- _TO DO_: Gather every line in the entries below that contains the word "strainer", and copy each of those lines in full.

============

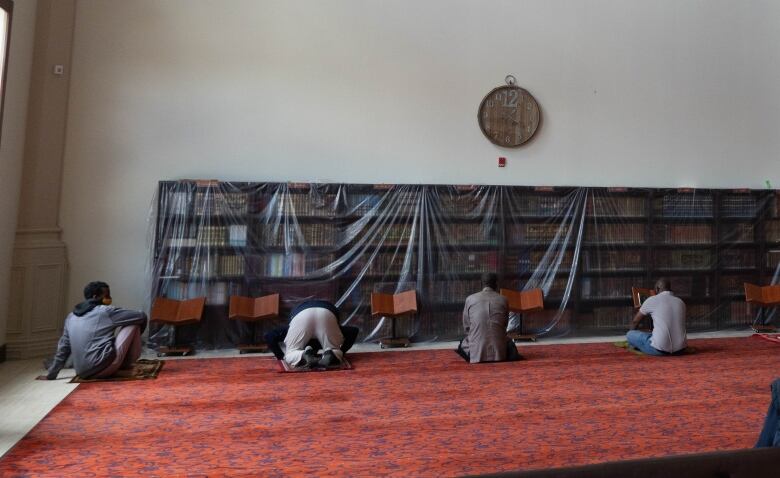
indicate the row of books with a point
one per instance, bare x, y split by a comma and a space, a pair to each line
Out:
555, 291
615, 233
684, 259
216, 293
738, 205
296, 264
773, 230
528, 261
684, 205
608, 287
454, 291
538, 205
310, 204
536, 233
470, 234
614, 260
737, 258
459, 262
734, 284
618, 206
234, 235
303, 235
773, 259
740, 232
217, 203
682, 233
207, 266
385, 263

============

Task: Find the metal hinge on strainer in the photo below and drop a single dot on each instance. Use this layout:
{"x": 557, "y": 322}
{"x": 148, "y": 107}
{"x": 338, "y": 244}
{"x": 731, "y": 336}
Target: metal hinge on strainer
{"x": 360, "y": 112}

============

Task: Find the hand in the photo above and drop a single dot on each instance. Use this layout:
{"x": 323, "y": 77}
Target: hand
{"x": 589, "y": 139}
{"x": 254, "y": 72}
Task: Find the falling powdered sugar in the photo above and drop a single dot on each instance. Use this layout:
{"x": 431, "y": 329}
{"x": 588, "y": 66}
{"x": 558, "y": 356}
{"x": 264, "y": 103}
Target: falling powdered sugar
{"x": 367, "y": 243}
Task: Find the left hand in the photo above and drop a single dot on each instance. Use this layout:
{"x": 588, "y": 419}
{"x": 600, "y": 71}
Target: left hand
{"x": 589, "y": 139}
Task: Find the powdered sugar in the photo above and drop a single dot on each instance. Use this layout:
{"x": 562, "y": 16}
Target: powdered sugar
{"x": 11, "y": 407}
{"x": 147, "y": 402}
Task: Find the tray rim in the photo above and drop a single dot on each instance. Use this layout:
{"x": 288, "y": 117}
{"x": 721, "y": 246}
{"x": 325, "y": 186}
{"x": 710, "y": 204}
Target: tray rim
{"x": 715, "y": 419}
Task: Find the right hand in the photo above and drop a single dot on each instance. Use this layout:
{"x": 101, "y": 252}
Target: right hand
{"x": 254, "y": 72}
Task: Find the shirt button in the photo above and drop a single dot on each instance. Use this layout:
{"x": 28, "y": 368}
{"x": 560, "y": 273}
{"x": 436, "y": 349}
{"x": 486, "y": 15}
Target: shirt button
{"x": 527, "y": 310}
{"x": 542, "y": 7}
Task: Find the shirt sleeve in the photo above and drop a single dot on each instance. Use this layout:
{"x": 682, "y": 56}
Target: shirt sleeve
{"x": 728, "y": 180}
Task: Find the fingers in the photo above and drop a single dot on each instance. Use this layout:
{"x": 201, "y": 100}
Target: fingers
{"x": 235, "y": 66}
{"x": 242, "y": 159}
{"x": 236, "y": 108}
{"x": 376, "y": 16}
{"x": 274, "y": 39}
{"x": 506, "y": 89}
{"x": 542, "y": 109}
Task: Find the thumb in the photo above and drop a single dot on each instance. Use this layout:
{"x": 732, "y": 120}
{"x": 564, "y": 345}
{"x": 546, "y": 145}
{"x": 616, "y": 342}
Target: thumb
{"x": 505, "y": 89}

============

- _ANSWER TO THE TASK_:
Task: Find the metal hinge on strainer in the photo below and drop a single dot on each instance. Use this layout:
Target: metal hinge on strainer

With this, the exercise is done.